RECORDS PROVIDED:
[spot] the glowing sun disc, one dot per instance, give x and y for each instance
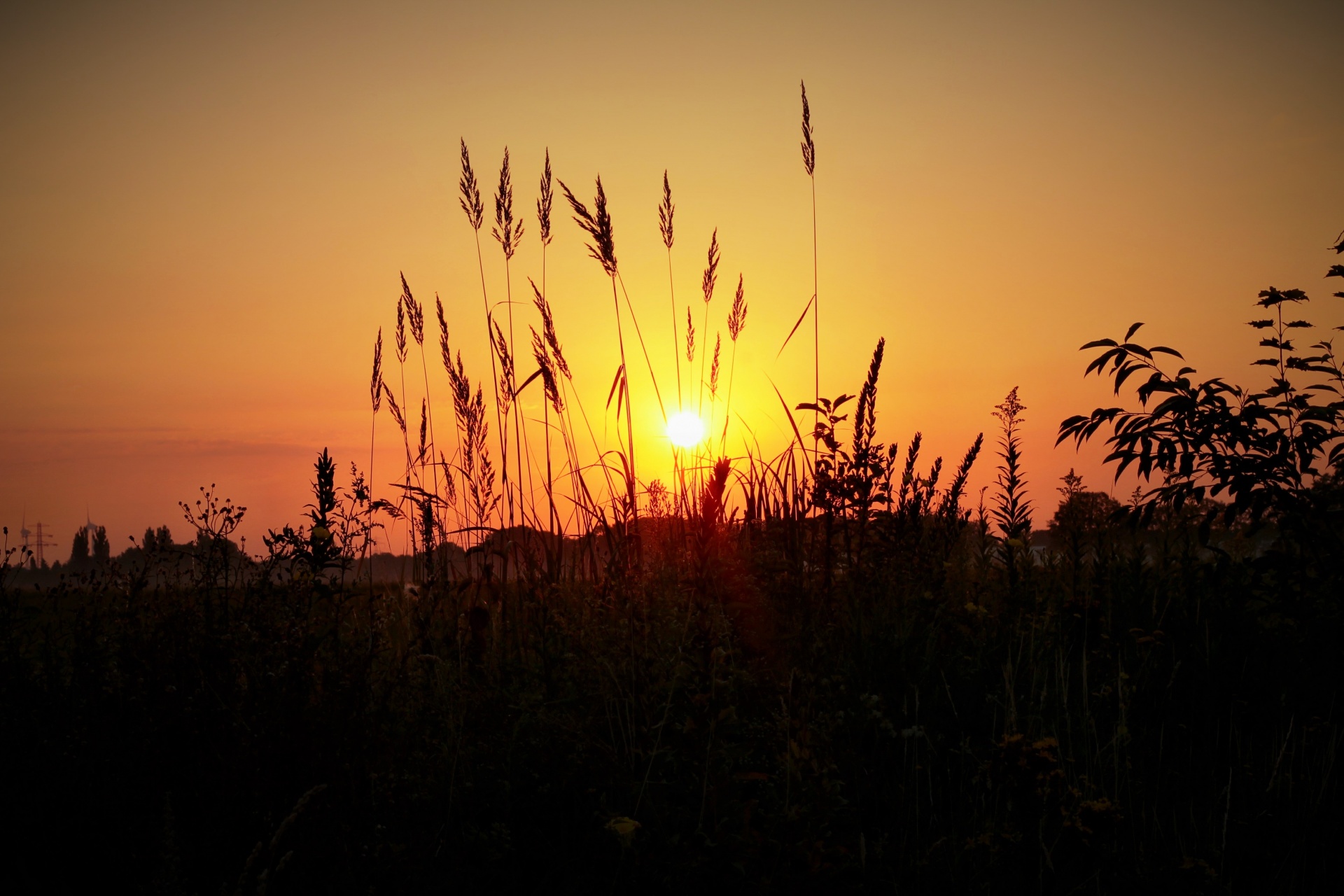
(686, 429)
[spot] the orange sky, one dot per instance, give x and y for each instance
(203, 213)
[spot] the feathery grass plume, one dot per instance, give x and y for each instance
(505, 232)
(401, 330)
(470, 199)
(1012, 508)
(714, 367)
(738, 316)
(866, 413)
(690, 336)
(737, 321)
(549, 331)
(505, 356)
(707, 282)
(711, 267)
(809, 164)
(442, 336)
(597, 226)
(396, 409)
(414, 314)
(809, 149)
(424, 426)
(375, 384)
(543, 204)
(951, 505)
(547, 368)
(666, 211)
(476, 468)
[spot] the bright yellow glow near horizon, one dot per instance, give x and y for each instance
(200, 202)
(686, 429)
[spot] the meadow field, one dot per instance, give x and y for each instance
(517, 663)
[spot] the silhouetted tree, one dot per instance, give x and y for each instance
(101, 550)
(80, 548)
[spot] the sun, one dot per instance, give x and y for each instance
(686, 429)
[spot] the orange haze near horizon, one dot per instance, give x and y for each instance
(204, 211)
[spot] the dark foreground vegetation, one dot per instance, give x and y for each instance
(1133, 711)
(825, 672)
(888, 692)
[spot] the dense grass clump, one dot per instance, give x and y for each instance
(838, 701)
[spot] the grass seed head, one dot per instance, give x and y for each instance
(470, 192)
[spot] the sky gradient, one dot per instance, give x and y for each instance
(203, 214)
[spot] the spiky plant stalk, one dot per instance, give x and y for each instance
(475, 210)
(809, 164)
(666, 211)
(597, 225)
(737, 321)
(707, 282)
(508, 234)
(402, 351)
(375, 397)
(1012, 511)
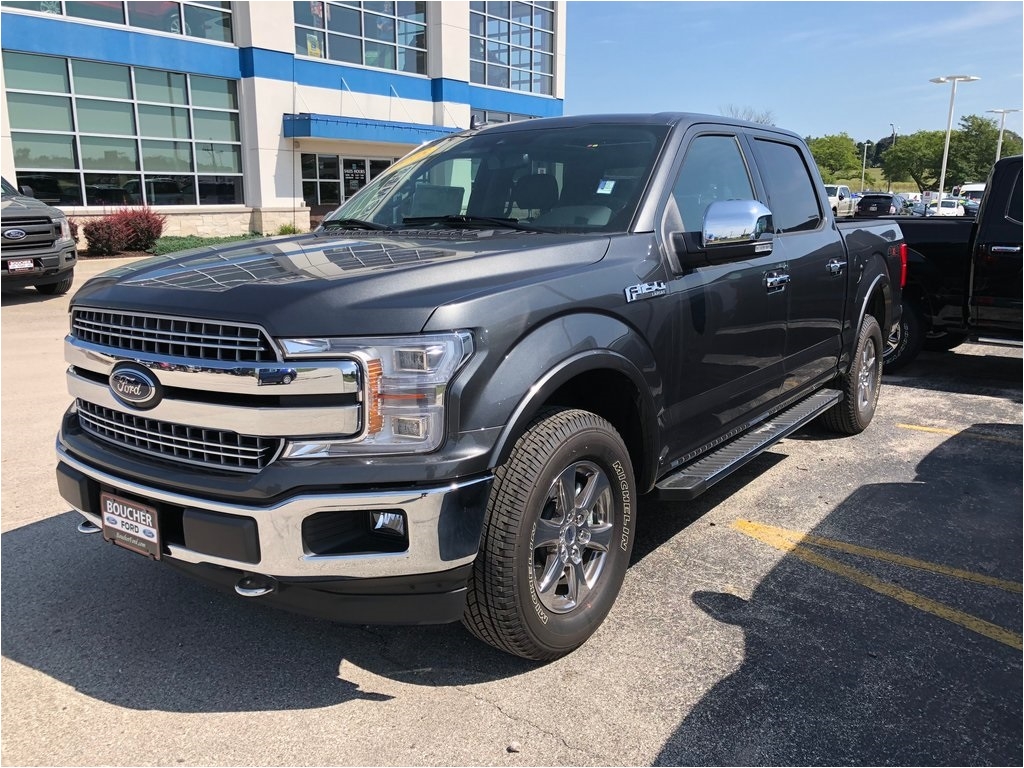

TASK DESCRIPTION: Reproduce each entry precisely. Leave the pictures out.

TASK RESULT:
[spot] the glowing sun disc, one dot per instance, give x and y for each instance
(686, 429)
[spot] the orange sky, one dot per instance, give x and y for each instance
(203, 213)
[spot] the feathery grass plume, one dot per instance, give x and y for each instance
(505, 232)
(401, 330)
(470, 199)
(1012, 508)
(714, 367)
(738, 316)
(866, 413)
(690, 336)
(737, 321)
(549, 331)
(505, 356)
(707, 282)
(711, 267)
(809, 164)
(442, 336)
(597, 226)
(396, 409)
(414, 314)
(809, 149)
(424, 426)
(375, 384)
(543, 204)
(951, 505)
(547, 368)
(666, 211)
(476, 468)
[spot] the bright yellow glow near horizon, one dot per instance, give x and y for each instance
(200, 202)
(686, 429)
[spot] the meadow field, one dot per instance, give x and y for each instance
(517, 663)
[spot] the silhouetted tree, one dot per instance, give x and y for each instance
(101, 550)
(80, 548)
[spot] the sun, one dot per instance, give x and y for each instance
(686, 429)
[spot] the orange haze near horizon, one dot per instance, give x and y for each instance
(204, 211)
[spot] the dark foreground vegetation, one dot per instance, give x and y for each instance
(1133, 711)
(825, 672)
(888, 692)
[spot] the dense grass clump, one dot per instance, give x and y for each instance
(838, 701)
[spot] the grass seed head, one dot per instance, give x and y for each instance
(470, 192)
[spot] the sky gradient, one dot per instance, give x and y for each instance
(203, 214)
[spot] the spiky plant stalk, one dot per instance, give x and y for each instance
(475, 210)
(809, 164)
(666, 211)
(597, 225)
(737, 321)
(707, 282)
(508, 234)
(402, 351)
(375, 397)
(1012, 511)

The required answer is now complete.